◆ EXERCISE OBJECTIVE:
Comb the records below for the string "woman" and copy each line where it turns up.

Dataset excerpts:
>>>>
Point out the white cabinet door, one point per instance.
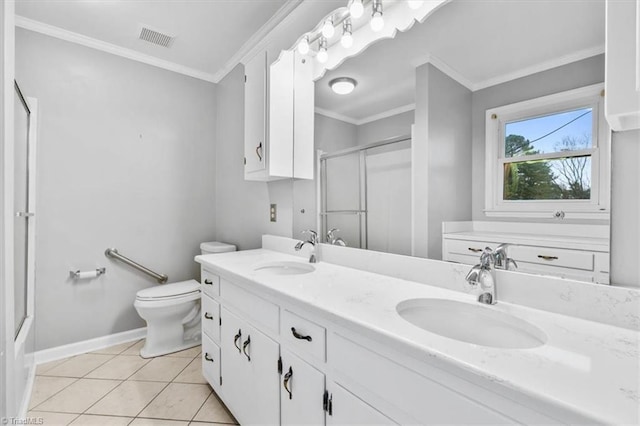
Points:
(344, 408)
(301, 392)
(255, 92)
(236, 383)
(261, 361)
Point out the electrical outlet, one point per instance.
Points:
(273, 213)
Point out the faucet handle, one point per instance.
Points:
(313, 234)
(487, 257)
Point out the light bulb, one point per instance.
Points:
(303, 46)
(377, 22)
(322, 56)
(328, 29)
(356, 9)
(347, 37)
(347, 40)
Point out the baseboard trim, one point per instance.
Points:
(64, 351)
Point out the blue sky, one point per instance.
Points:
(535, 128)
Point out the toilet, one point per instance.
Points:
(172, 311)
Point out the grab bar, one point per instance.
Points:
(113, 253)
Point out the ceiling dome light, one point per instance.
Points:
(377, 21)
(347, 37)
(356, 9)
(303, 46)
(328, 30)
(343, 85)
(322, 53)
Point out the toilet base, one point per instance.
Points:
(152, 353)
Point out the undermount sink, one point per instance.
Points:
(466, 322)
(284, 268)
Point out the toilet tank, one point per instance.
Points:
(216, 247)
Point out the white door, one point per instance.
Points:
(301, 392)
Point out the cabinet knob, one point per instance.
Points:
(285, 382)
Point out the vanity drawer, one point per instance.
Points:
(211, 362)
(467, 247)
(264, 314)
(311, 337)
(210, 283)
(548, 256)
(211, 318)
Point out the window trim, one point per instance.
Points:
(595, 208)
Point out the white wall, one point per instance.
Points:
(126, 159)
(441, 164)
(625, 208)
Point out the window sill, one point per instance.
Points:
(569, 215)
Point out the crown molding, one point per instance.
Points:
(257, 41)
(365, 120)
(544, 66)
(70, 36)
(336, 116)
(387, 114)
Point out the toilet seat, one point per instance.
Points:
(184, 290)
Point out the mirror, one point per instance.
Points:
(401, 160)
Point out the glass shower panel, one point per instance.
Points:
(342, 183)
(388, 188)
(21, 207)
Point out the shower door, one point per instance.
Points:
(21, 207)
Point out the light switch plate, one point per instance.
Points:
(273, 213)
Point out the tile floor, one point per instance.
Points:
(115, 386)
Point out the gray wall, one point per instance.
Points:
(571, 76)
(625, 208)
(385, 128)
(126, 159)
(242, 207)
(448, 161)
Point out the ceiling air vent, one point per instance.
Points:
(154, 36)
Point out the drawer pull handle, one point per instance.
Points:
(300, 336)
(244, 348)
(235, 340)
(285, 382)
(548, 257)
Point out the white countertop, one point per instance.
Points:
(587, 367)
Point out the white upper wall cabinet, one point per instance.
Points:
(278, 117)
(622, 72)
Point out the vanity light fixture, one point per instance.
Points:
(322, 53)
(347, 34)
(356, 9)
(303, 46)
(328, 30)
(377, 21)
(343, 85)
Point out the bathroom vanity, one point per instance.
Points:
(288, 342)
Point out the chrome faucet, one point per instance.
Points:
(331, 239)
(482, 276)
(313, 240)
(502, 260)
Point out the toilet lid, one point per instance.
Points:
(165, 291)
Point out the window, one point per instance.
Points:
(549, 157)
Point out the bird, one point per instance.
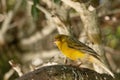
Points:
(75, 50)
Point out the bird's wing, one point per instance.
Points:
(75, 44)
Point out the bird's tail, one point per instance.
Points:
(99, 63)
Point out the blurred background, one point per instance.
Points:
(27, 32)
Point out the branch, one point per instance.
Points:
(64, 72)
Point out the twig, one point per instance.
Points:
(8, 74)
(16, 67)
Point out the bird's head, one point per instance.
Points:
(60, 38)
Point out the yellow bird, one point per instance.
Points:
(75, 50)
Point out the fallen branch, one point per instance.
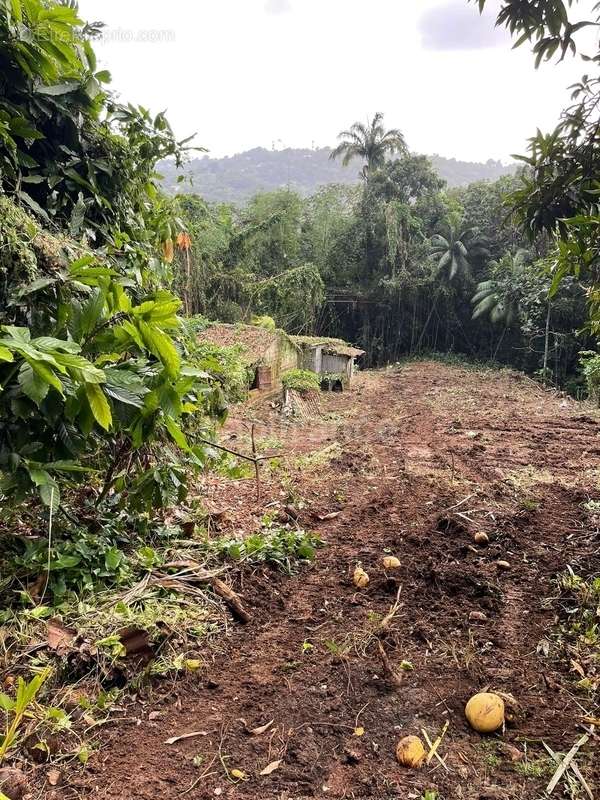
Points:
(434, 747)
(565, 763)
(388, 670)
(385, 622)
(573, 767)
(232, 600)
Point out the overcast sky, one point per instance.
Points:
(248, 73)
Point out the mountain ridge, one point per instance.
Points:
(234, 179)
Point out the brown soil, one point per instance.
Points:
(416, 461)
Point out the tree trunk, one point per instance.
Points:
(500, 340)
(546, 344)
(431, 313)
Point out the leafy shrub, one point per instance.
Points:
(280, 546)
(301, 380)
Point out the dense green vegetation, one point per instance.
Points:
(392, 265)
(235, 179)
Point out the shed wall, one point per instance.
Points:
(338, 365)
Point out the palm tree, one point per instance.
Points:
(499, 297)
(456, 250)
(454, 253)
(370, 142)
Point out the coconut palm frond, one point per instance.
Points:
(371, 142)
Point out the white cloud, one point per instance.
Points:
(278, 6)
(243, 78)
(457, 26)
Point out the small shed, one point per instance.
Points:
(266, 353)
(334, 359)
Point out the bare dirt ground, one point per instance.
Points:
(415, 461)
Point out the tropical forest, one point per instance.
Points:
(299, 446)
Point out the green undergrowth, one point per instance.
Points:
(301, 380)
(578, 634)
(123, 602)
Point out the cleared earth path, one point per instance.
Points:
(415, 461)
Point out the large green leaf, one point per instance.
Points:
(161, 345)
(32, 385)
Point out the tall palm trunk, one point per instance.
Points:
(547, 343)
(431, 313)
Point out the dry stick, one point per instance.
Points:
(390, 674)
(564, 765)
(256, 464)
(573, 767)
(232, 600)
(434, 747)
(235, 453)
(433, 750)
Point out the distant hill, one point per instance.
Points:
(235, 179)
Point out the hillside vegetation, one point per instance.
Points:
(235, 179)
(325, 582)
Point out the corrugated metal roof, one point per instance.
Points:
(338, 346)
(253, 340)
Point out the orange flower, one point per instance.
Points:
(184, 241)
(168, 250)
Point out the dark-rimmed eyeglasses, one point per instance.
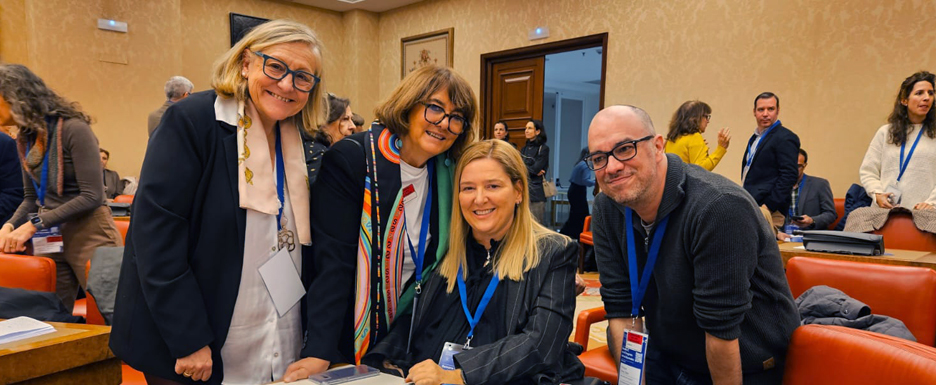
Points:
(435, 114)
(624, 151)
(276, 69)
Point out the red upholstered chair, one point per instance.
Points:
(598, 361)
(27, 272)
(839, 212)
(903, 292)
(822, 354)
(900, 233)
(584, 239)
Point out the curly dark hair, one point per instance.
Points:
(686, 119)
(31, 100)
(899, 119)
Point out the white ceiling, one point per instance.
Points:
(366, 5)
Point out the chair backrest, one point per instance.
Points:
(839, 212)
(823, 354)
(27, 272)
(906, 293)
(900, 233)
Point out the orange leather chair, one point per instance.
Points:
(900, 233)
(822, 354)
(598, 361)
(584, 239)
(27, 272)
(903, 292)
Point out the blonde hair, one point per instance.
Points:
(417, 87)
(226, 76)
(520, 249)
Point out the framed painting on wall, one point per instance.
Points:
(428, 48)
(241, 24)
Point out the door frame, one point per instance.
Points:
(488, 61)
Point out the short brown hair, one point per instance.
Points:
(417, 87)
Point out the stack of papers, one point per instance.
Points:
(21, 328)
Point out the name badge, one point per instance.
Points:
(282, 280)
(633, 353)
(447, 359)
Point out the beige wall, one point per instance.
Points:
(836, 65)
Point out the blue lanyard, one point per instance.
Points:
(639, 288)
(799, 194)
(280, 179)
(904, 162)
(44, 179)
(751, 143)
(488, 293)
(418, 258)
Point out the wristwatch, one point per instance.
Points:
(37, 222)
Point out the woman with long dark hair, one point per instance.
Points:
(62, 178)
(685, 135)
(897, 169)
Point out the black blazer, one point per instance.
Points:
(184, 252)
(538, 319)
(815, 200)
(774, 169)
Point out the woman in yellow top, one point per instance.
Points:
(685, 135)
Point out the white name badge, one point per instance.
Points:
(633, 354)
(282, 280)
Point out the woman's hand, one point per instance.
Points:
(724, 137)
(15, 241)
(881, 200)
(430, 373)
(304, 368)
(197, 365)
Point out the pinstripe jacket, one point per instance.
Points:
(538, 316)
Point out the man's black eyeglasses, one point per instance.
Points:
(276, 69)
(435, 114)
(624, 151)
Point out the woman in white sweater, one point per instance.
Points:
(898, 168)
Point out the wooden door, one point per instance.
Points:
(517, 96)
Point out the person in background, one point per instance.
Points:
(358, 122)
(177, 88)
(685, 135)
(582, 178)
(536, 157)
(897, 169)
(61, 175)
(206, 239)
(381, 203)
(812, 206)
(112, 185)
(500, 132)
(11, 177)
(523, 271)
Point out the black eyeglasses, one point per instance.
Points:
(276, 69)
(435, 114)
(622, 152)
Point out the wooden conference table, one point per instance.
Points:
(895, 257)
(73, 354)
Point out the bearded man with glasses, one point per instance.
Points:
(688, 252)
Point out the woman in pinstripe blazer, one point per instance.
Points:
(522, 336)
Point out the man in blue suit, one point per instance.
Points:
(768, 168)
(812, 199)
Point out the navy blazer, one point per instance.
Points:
(774, 170)
(815, 200)
(185, 248)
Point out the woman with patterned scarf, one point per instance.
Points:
(62, 180)
(221, 213)
(380, 214)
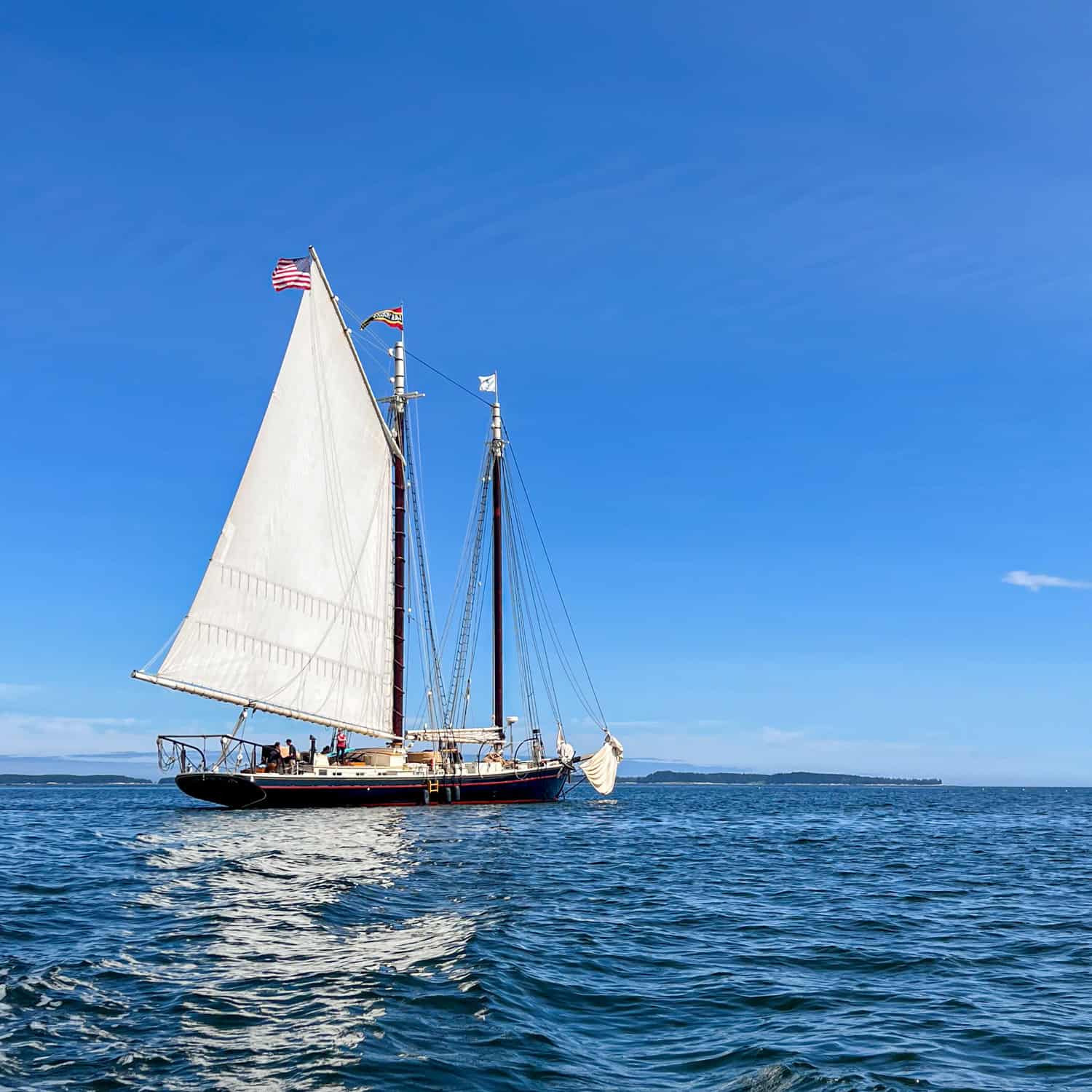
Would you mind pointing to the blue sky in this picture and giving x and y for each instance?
(791, 307)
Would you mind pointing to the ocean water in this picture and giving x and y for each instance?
(764, 939)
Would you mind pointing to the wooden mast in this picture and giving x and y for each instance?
(397, 711)
(498, 577)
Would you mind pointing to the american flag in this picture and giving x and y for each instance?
(293, 273)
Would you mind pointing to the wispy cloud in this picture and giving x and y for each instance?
(12, 690)
(780, 736)
(1035, 581)
(30, 734)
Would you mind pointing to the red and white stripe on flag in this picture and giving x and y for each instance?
(391, 317)
(292, 273)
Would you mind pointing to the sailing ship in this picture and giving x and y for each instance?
(303, 609)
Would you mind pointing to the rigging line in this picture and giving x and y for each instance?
(557, 587)
(534, 615)
(454, 382)
(543, 613)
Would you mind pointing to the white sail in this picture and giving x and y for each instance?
(602, 768)
(295, 612)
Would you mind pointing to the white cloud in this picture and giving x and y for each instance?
(1034, 581)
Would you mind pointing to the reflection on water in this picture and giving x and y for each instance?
(670, 938)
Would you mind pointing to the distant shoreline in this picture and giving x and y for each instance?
(71, 780)
(796, 778)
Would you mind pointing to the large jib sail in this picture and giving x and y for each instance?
(295, 611)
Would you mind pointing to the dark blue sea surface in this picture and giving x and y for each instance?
(764, 939)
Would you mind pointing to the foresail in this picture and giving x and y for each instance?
(295, 609)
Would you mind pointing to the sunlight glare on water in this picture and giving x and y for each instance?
(760, 939)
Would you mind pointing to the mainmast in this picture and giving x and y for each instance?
(397, 423)
(498, 574)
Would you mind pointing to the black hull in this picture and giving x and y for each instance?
(266, 791)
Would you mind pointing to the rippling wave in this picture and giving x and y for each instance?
(758, 939)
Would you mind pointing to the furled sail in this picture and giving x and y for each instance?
(602, 768)
(295, 611)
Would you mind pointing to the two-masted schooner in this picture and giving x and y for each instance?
(303, 609)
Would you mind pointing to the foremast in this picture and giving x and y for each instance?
(399, 665)
(497, 447)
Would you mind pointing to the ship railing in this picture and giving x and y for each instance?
(207, 753)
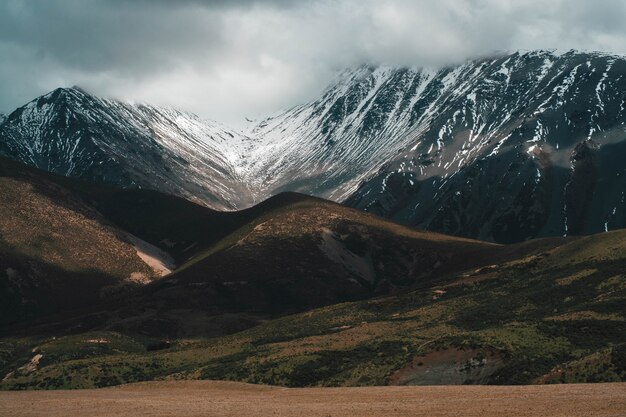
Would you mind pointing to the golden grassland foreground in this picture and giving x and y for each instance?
(209, 398)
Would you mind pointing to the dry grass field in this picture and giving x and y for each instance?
(229, 399)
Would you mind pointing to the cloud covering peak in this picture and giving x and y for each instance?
(229, 59)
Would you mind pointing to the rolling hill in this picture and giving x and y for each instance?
(540, 132)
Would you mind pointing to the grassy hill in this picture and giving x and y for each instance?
(302, 292)
(57, 253)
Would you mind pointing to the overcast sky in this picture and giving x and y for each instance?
(228, 59)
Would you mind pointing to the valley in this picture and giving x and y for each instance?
(541, 131)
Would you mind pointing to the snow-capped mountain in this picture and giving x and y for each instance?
(508, 148)
(502, 148)
(72, 133)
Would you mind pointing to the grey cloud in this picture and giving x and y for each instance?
(229, 59)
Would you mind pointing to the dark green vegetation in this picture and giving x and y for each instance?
(303, 292)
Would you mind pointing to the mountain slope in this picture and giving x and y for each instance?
(58, 254)
(72, 133)
(552, 315)
(540, 132)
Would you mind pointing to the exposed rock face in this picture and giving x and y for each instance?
(503, 148)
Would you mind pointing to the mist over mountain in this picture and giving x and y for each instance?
(503, 148)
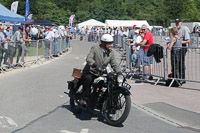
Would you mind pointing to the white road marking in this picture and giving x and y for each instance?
(137, 84)
(65, 131)
(6, 122)
(61, 96)
(84, 130)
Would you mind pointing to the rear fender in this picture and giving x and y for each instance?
(123, 90)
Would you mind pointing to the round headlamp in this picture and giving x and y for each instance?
(120, 78)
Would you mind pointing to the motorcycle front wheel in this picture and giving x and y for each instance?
(117, 111)
(74, 105)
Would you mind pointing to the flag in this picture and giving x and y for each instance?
(26, 9)
(71, 20)
(14, 6)
(30, 16)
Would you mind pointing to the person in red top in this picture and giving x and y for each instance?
(148, 60)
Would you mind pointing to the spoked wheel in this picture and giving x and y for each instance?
(115, 113)
(74, 105)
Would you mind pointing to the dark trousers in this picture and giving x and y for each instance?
(176, 63)
(5, 57)
(87, 80)
(182, 66)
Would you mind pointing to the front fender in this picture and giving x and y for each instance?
(123, 90)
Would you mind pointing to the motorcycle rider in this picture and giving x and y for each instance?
(98, 57)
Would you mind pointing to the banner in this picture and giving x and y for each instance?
(14, 6)
(26, 9)
(71, 20)
(30, 16)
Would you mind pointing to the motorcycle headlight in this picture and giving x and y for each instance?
(120, 78)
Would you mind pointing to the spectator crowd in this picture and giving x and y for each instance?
(15, 39)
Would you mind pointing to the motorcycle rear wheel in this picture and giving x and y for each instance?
(75, 108)
(122, 105)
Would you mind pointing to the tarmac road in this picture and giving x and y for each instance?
(32, 101)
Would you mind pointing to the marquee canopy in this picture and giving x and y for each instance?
(125, 23)
(91, 22)
(7, 15)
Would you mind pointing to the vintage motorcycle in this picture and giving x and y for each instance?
(109, 94)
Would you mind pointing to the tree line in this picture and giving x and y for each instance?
(156, 12)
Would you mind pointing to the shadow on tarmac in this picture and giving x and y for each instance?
(89, 115)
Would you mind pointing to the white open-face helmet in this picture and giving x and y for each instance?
(107, 38)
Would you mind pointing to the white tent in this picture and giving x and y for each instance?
(125, 23)
(91, 22)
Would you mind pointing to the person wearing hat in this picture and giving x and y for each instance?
(99, 57)
(2, 44)
(148, 60)
(185, 36)
(16, 41)
(134, 56)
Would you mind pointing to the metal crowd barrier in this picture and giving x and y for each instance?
(183, 65)
(162, 68)
(135, 63)
(31, 52)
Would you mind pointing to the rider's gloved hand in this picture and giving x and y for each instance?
(119, 73)
(96, 67)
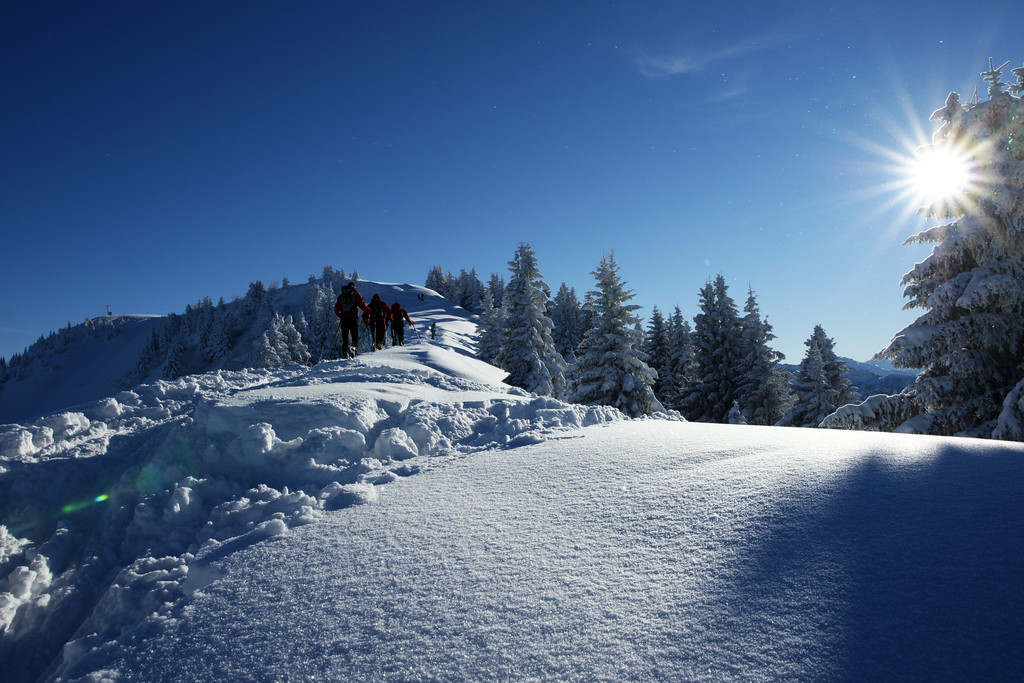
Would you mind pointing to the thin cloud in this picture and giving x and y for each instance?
(691, 61)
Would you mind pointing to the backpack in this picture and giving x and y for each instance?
(377, 308)
(347, 300)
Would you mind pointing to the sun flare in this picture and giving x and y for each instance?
(938, 173)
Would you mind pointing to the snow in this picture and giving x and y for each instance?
(407, 516)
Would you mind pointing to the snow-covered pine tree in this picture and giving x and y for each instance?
(178, 361)
(969, 341)
(527, 352)
(717, 354)
(764, 391)
(820, 385)
(254, 298)
(678, 376)
(657, 353)
(497, 288)
(294, 346)
(566, 316)
(609, 371)
(264, 354)
(492, 324)
(435, 280)
(218, 343)
(322, 324)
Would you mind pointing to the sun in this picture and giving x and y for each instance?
(939, 173)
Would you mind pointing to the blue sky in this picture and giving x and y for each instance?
(159, 153)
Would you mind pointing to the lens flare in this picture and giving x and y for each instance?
(78, 506)
(939, 173)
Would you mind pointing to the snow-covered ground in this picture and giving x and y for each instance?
(406, 516)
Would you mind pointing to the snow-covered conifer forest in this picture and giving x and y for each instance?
(536, 485)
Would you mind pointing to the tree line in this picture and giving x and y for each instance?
(722, 369)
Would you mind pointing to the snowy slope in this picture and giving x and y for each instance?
(90, 365)
(406, 516)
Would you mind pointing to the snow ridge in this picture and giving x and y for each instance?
(113, 512)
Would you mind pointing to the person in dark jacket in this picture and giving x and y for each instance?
(377, 317)
(347, 308)
(398, 318)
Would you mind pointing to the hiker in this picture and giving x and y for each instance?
(347, 308)
(397, 326)
(376, 317)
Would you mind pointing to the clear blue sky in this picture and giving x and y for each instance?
(155, 154)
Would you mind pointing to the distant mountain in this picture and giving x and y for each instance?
(101, 356)
(872, 377)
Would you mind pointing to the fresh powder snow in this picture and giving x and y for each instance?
(406, 515)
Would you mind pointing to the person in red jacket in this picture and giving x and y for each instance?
(397, 325)
(377, 317)
(347, 308)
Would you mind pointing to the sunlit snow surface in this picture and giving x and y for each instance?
(404, 516)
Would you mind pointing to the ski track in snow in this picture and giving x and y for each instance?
(105, 508)
(215, 528)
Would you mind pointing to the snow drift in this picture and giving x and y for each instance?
(406, 516)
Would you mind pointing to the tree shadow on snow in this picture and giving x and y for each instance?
(903, 568)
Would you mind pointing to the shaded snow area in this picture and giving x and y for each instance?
(112, 514)
(404, 516)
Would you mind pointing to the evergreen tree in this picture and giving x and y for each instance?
(969, 341)
(657, 353)
(264, 354)
(764, 396)
(295, 350)
(218, 343)
(820, 385)
(497, 289)
(489, 329)
(609, 371)
(254, 298)
(566, 316)
(322, 324)
(527, 351)
(177, 358)
(470, 291)
(718, 354)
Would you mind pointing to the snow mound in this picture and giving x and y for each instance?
<<<<
◆ SOLUTION TO THE PROBLEM:
Point out the woman with long dark hair, one point per instance.
Point out the woman in yellow top, one point per instance.
Point out the woman's hand, one point per instance.
Point out the woman in white sweater, one point per instance.
Point out the woman in pinstripe blazer, one point per instance.
Point out the woman with patterned scarf, one point per instance.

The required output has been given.